What the task asks: Reproduce all of the data below word for word, and leave out the pictures.

Information given:
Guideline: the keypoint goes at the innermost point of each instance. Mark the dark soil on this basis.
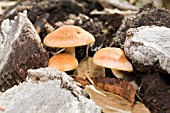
(154, 86)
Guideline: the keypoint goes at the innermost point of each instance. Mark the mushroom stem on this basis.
(70, 50)
(87, 51)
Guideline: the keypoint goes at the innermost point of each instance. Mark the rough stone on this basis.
(21, 49)
(148, 46)
(47, 90)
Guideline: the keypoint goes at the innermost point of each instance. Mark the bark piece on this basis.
(148, 47)
(48, 91)
(21, 49)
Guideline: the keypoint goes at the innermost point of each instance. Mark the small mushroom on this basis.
(68, 37)
(113, 58)
(63, 62)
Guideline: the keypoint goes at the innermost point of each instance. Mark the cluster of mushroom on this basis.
(70, 36)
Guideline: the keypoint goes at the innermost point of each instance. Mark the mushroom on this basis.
(113, 58)
(68, 37)
(63, 62)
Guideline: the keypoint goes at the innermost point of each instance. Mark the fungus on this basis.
(63, 62)
(113, 58)
(68, 37)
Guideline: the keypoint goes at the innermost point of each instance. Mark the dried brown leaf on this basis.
(140, 108)
(109, 102)
(87, 67)
(116, 86)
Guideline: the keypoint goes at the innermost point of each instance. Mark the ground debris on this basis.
(47, 91)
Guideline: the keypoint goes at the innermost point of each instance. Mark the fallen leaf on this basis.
(109, 102)
(2, 108)
(116, 86)
(139, 107)
(87, 67)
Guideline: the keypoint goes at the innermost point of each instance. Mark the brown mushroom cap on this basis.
(63, 62)
(112, 58)
(68, 36)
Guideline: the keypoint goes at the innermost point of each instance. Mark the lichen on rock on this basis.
(21, 49)
(148, 46)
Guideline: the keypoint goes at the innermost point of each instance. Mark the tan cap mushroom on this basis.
(63, 62)
(113, 58)
(69, 36)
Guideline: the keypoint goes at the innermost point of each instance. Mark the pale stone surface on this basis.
(148, 45)
(47, 91)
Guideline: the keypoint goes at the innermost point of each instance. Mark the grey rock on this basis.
(47, 90)
(148, 46)
(21, 49)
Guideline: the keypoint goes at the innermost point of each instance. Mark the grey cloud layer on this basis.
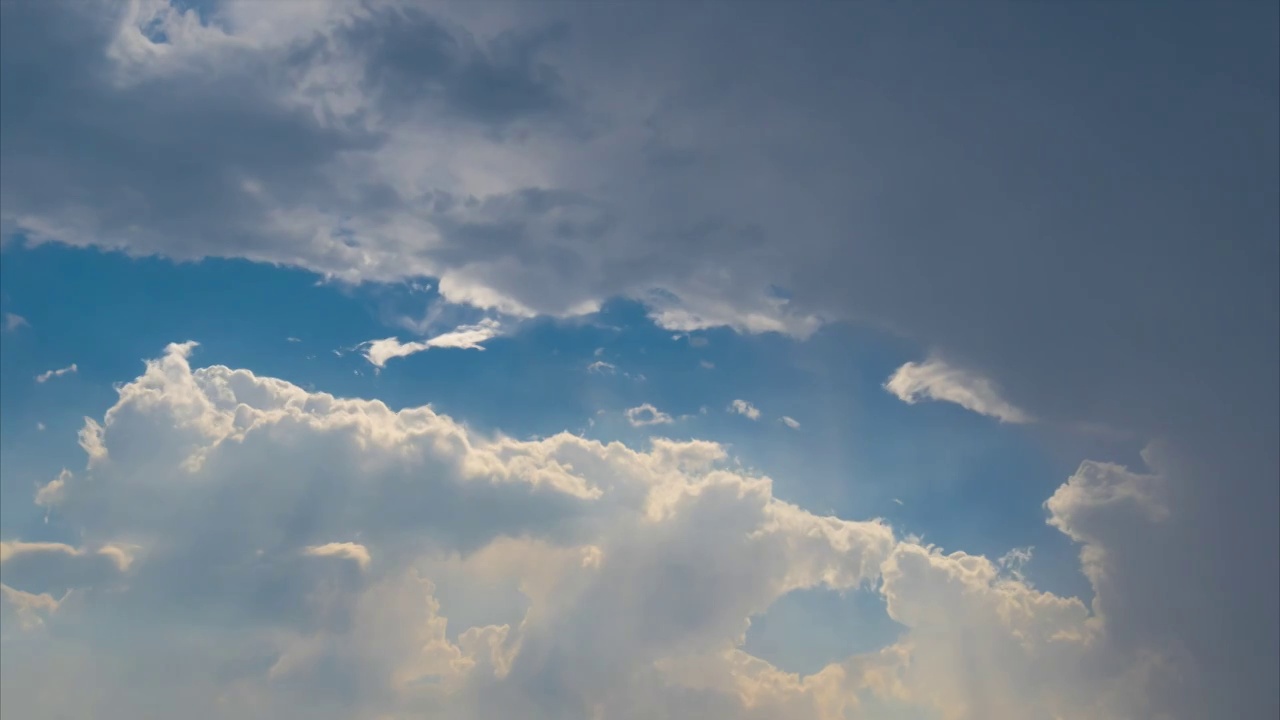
(1078, 204)
(255, 550)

Task result:
Guideline: the keypoint goes at the innermost point of each instance. Mark the dark soil on this basis.
(154, 86)
Guideline: the keypoint goes at the innermost point of each instance. Mark the mushroom stem on this basis.
(70, 50)
(87, 51)
Guideline: the keypoint goes at the innermost point of each instance. Mark the rough stone on this basis.
(21, 49)
(148, 46)
(47, 90)
Guideline: the keypoint goes at the innermost point of each instance. Mark the bark piece on this basis.
(148, 47)
(48, 91)
(21, 49)
Guideline: the keypoint goes at the innermost point of each instance. Mark the small mushroom on this basis.
(68, 37)
(113, 58)
(63, 62)
Guideline: the keypoint goes at the innermost point of each instance. Mark the cluster of mushroom on this basis.
(70, 36)
Guideline: the keypoint goes at the innermost point of each instance. Mark the mushroom on this basis.
(113, 58)
(68, 37)
(63, 62)
Guideline: the keypoint goes at the innermost point of each instance. Mark the fungus on this basis.
(63, 62)
(113, 58)
(68, 37)
Guideline: the keypoint goes at the innermost point of each instance. Mark the dried brown leaf on this basis.
(140, 108)
(109, 102)
(87, 67)
(116, 86)
Guideline: the keypoint goes at the innermost point of each instance. Mark the ground debris on this basis.
(47, 91)
Guideline: the keypoint goes at the innermost point of each instance. Mark the fallen leaf on this basis.
(109, 102)
(2, 108)
(116, 86)
(139, 107)
(87, 67)
Guideline: the keypoint goes at the innermost point of each instance. Mark the brown mushroom cap on this basis.
(63, 62)
(112, 58)
(68, 36)
Guideline: the keypoint goes at the innermost point of each instance. Mark the lichen on rock on this basis.
(21, 49)
(148, 46)
Guideline: the keypoint goes at the innermost point of each instance. Mark the tan cap mushroom on this basis.
(63, 62)
(113, 58)
(69, 36)
Guideline: the keypoint goes at the innermost point of each instance. Mark the pale stone surface on this basis.
(148, 45)
(47, 91)
Guideline: the keypoint goes at the innermost point of each instance. Mark the grey rock on this basis.
(47, 90)
(148, 46)
(21, 49)
Guideline: the keypoint goes at the innermost point of each instance. Mark the grey cloud layer on this basis.
(1078, 204)
(255, 550)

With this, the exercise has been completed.